* [Данные для разметки координат]:
----
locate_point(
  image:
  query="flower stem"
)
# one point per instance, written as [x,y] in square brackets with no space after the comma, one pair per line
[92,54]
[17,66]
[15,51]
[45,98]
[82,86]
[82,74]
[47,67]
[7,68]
----
* [Что сделать]: Преобразуйте все строки приведенных выше данных в таблицу Markdown со столбцами «Номер» и «Строка», пропустив пустые строки.

* [Ответ к заданию]:
| Номер | Строка |
|---|---|
| 1 | locate_point( |
| 2 |   image: |
| 3 |   query="flower stem" |
| 4 | ) |
| 5 | # one point per instance, written as [x,y] in square brackets with no space after the comma, one pair per line |
| 6 | [92,54] |
| 7 | [17,66] |
| 8 | [15,51] |
| 9 | [45,98] |
| 10 | [82,86] |
| 11 | [82,74] |
| 12 | [47,67] |
| 13 | [7,68] |